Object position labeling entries
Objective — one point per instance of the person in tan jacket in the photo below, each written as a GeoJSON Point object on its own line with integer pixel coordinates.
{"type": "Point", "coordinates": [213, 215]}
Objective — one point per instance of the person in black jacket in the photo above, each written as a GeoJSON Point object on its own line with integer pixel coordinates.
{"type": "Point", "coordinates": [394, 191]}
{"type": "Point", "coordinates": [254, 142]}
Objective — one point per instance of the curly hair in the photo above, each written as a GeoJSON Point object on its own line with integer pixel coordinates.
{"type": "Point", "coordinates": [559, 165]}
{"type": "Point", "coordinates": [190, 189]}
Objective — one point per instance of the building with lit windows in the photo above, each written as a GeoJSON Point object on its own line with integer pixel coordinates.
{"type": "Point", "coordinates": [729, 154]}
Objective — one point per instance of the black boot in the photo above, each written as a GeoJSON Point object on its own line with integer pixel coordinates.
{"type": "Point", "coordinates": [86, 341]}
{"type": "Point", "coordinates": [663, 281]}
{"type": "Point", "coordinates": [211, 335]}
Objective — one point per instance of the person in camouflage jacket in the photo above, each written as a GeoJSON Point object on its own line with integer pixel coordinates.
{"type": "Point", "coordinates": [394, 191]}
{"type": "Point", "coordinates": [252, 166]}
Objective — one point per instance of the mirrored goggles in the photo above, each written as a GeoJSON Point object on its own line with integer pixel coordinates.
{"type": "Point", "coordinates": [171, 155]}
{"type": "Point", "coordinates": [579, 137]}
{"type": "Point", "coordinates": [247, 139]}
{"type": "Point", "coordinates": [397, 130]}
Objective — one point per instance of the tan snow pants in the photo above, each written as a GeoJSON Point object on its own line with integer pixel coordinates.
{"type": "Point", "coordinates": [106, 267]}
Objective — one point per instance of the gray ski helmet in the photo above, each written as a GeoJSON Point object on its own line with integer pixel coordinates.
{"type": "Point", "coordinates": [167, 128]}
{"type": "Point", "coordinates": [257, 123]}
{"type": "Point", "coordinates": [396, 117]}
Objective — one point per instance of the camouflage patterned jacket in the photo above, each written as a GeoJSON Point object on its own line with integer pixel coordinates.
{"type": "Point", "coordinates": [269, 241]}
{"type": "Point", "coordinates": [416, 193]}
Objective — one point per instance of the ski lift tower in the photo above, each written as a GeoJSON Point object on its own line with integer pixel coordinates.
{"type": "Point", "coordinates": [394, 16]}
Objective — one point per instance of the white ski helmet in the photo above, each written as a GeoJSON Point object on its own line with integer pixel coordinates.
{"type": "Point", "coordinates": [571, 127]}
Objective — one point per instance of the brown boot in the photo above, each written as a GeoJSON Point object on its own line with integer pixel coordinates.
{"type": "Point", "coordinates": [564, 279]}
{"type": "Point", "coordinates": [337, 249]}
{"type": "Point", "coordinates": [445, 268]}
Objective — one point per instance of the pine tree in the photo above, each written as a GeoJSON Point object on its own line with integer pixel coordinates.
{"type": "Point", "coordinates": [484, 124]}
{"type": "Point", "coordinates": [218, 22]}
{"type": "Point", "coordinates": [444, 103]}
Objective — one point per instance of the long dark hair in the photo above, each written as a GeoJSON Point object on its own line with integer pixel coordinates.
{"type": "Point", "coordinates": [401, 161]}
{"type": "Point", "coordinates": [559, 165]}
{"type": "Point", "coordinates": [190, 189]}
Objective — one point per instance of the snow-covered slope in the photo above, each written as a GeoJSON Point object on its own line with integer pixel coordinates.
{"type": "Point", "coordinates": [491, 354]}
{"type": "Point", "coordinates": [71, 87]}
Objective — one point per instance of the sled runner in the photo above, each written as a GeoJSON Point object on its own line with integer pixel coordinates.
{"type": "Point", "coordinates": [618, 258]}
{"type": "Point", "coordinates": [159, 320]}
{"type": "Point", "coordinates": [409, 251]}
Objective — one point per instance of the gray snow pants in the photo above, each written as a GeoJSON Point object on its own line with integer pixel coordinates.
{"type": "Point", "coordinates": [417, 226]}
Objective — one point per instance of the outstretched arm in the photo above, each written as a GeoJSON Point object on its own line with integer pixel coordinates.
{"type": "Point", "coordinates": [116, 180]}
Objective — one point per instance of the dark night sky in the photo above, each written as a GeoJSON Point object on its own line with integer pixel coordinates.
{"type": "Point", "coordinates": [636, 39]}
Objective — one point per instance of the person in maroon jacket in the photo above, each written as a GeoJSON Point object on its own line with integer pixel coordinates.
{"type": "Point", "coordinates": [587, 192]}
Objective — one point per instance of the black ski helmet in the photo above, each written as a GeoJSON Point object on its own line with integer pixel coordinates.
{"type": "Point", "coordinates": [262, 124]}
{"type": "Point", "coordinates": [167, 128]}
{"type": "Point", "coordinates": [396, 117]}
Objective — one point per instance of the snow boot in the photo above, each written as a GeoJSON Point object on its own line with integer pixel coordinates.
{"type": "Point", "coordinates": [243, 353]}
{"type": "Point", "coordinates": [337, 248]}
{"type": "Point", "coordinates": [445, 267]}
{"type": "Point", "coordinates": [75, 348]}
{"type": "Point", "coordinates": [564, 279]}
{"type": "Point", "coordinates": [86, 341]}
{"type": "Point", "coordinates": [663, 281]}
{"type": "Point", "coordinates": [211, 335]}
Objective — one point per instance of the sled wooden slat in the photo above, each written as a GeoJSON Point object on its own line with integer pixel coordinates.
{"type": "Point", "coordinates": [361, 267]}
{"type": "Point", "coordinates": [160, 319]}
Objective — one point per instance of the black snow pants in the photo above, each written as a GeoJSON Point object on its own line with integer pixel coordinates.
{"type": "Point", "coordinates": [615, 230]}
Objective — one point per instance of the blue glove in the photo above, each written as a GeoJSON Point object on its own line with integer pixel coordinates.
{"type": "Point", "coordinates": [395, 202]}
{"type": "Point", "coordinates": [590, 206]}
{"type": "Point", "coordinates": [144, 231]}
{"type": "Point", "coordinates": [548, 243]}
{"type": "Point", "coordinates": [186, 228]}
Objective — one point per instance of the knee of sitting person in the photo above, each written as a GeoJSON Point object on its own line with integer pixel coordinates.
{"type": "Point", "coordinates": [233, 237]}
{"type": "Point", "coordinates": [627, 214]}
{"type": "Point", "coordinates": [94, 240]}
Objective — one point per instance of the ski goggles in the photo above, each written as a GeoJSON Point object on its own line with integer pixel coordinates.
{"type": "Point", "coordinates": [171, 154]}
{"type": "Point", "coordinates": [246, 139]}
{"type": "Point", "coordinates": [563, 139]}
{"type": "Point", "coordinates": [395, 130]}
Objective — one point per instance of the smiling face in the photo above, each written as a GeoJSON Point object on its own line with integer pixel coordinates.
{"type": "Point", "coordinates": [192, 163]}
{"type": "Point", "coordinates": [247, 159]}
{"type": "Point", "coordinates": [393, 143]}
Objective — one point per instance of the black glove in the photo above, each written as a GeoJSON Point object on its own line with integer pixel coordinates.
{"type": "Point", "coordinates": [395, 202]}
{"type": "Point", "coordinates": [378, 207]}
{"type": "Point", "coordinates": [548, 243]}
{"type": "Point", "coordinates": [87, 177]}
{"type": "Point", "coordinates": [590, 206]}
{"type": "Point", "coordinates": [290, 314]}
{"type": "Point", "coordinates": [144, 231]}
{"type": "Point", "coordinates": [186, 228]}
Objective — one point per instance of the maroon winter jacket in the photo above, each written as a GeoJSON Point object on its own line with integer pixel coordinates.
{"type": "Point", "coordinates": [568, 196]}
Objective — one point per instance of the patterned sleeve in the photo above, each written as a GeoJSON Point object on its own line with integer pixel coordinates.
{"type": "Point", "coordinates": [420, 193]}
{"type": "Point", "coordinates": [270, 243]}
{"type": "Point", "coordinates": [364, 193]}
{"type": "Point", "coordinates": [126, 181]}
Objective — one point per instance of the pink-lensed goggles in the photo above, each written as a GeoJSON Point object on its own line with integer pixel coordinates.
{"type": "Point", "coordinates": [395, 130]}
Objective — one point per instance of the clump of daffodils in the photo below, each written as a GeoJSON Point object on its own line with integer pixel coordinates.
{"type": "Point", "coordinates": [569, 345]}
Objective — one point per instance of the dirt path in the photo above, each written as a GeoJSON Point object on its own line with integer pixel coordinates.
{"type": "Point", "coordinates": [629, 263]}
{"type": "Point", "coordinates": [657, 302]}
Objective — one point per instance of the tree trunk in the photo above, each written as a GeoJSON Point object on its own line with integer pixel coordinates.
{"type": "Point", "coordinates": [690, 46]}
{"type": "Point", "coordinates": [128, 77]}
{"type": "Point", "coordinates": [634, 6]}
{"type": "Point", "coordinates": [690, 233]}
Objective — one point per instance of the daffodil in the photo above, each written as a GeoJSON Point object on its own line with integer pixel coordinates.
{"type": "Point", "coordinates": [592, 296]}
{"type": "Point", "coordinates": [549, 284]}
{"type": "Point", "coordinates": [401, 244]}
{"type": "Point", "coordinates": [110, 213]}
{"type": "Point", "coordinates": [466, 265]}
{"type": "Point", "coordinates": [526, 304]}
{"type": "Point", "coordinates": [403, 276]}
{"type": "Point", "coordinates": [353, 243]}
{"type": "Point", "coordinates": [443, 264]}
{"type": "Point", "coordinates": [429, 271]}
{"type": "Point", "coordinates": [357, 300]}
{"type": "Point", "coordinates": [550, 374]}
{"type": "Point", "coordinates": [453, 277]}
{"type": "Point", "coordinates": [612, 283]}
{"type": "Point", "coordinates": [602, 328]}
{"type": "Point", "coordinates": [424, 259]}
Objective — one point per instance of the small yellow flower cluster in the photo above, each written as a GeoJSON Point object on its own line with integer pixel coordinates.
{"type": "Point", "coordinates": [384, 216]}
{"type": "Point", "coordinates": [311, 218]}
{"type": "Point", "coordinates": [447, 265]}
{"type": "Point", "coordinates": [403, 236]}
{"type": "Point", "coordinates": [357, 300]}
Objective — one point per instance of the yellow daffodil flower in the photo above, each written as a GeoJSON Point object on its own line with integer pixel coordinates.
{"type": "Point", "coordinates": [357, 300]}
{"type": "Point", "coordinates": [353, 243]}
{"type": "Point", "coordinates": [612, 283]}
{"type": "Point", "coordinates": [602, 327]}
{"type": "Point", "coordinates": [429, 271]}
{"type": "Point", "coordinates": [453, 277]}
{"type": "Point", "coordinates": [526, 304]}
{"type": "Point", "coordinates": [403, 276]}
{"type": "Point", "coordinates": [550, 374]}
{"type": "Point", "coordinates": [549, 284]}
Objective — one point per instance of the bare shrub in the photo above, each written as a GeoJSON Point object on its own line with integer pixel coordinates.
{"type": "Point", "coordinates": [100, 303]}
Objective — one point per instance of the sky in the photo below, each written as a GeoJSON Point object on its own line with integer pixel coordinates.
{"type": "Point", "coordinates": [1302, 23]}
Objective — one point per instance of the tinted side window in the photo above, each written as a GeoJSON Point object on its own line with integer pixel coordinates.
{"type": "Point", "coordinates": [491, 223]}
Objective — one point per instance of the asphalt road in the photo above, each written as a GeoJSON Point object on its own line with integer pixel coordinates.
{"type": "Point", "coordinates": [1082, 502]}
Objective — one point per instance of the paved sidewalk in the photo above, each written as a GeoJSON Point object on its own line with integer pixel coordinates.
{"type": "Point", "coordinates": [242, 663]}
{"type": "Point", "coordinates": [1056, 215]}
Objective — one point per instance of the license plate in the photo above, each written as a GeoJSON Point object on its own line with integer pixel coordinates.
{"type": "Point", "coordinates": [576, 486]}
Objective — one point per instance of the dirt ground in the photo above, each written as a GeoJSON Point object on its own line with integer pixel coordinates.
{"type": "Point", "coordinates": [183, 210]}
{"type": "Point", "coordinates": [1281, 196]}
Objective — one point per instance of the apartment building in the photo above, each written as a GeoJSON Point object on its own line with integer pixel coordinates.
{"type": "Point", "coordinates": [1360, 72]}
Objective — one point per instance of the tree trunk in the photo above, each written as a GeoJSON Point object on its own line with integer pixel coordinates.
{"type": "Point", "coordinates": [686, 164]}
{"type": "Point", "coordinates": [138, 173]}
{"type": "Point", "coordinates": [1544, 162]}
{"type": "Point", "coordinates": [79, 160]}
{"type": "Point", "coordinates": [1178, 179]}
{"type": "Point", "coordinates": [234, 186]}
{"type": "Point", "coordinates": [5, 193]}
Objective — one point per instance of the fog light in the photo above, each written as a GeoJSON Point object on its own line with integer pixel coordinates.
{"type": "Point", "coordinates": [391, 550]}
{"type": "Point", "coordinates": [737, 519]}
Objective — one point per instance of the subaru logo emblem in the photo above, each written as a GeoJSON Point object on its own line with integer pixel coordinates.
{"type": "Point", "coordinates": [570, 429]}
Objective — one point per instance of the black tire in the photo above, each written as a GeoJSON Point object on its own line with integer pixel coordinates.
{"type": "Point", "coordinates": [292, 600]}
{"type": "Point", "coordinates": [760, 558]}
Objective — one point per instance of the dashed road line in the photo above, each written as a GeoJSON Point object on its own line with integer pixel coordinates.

Aim of the task:
Print every line from the one containing "Objective — one point per instance of the subaru" down to the last of the rows above, keeping each line unchanged.

The response:
Objective — one point per instance of the subaru logo emblem in the photo above, each written as a GeoJSON Point object on its own line with integer pixel coordinates.
{"type": "Point", "coordinates": [570, 429]}
Objective — one point per instance of the black tire in the photo above, each written as a GeoJSON Point object on its own line with integer pixel coordinates.
{"type": "Point", "coordinates": [292, 600]}
{"type": "Point", "coordinates": [760, 558]}
Objective — one point per instance of the dashed road line in the photo above, each written as a GeoJSON Point object on its own line with integer pixel coordinates.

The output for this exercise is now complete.